- _Record set_:
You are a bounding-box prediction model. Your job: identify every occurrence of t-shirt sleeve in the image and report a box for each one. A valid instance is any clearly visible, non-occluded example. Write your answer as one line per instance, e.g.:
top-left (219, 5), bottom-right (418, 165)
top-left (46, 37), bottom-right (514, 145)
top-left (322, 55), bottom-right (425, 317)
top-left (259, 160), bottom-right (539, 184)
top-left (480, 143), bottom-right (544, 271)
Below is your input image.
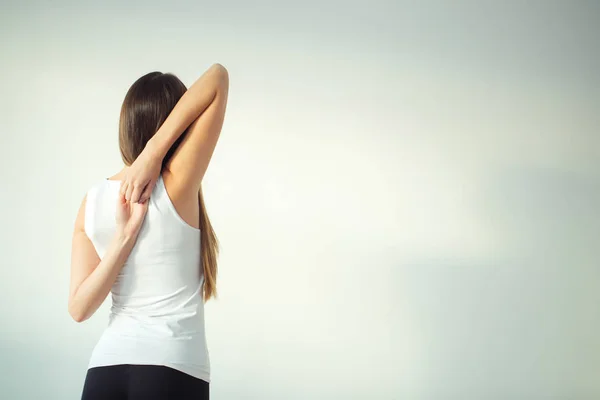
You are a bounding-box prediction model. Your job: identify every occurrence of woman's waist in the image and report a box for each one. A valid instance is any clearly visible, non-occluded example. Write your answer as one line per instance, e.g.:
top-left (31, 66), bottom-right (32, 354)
top-left (105, 309), bottom-right (205, 338)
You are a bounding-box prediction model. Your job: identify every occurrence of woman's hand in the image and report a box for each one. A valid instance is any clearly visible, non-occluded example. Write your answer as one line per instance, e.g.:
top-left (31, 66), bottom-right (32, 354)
top-left (120, 142), bottom-right (163, 203)
top-left (115, 193), bottom-right (149, 238)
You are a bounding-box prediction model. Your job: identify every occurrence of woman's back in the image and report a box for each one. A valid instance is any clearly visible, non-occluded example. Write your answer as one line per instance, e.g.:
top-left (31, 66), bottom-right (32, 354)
top-left (85, 175), bottom-right (210, 382)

- _Work required_:
Please recast every line of the entries above as a Markdown table with the columns "Row" and "Text", numbering the rows in order and leaving out blank lines and the pictures.

- _Reply_:
| Row | Text |
|---|---|
| 1 | You are a bounding-box prediction model. Your job: identify every occurrence of t-shirt sleeve in the image and report a box for each one. A valid instance is any clearly visible, non-occluded example. Write your answer as one line per instance, e.g.: |
| 2 | top-left (219, 5), bottom-right (418, 165) |
| 3 | top-left (46, 37), bottom-right (514, 145) |
| 4 | top-left (322, 55), bottom-right (425, 317) |
| 5 | top-left (259, 160), bottom-right (539, 184) |
| 6 | top-left (480, 143), bottom-right (544, 271) |
| 7 | Below is your input image. |
| 8 | You are a bounding-box prediction model. Your job: identify every occurrence of woman's waist in the image and report a box for each one. A valid instance is any clearly visible, non-occluded example. Write your answer as one line per instance, e.g.: |
| 9 | top-left (31, 66), bottom-right (32, 354) |
| 10 | top-left (105, 309), bottom-right (205, 338) |
| 11 | You are a bounding-box prediction model. Your job: identify every occurrence of woman's hand in the image and report a box for each one. A valid instance is any clearly visible, non-occluded example. Write your answer as one line per instance, e.g.: |
| 12 | top-left (31, 66), bottom-right (32, 354) |
| 13 | top-left (120, 142), bottom-right (163, 203) |
| 14 | top-left (115, 193), bottom-right (149, 238) |
| 15 | You are a bounding-box prediction model. Your job: identify every occurrence of woman's back in the image and report a box for each one. A valid instance is any clearly visible, non-occluded example. Write your answer as one line per instance, e.g.: |
| 16 | top-left (31, 66), bottom-right (32, 354) |
| 17 | top-left (85, 175), bottom-right (210, 382) |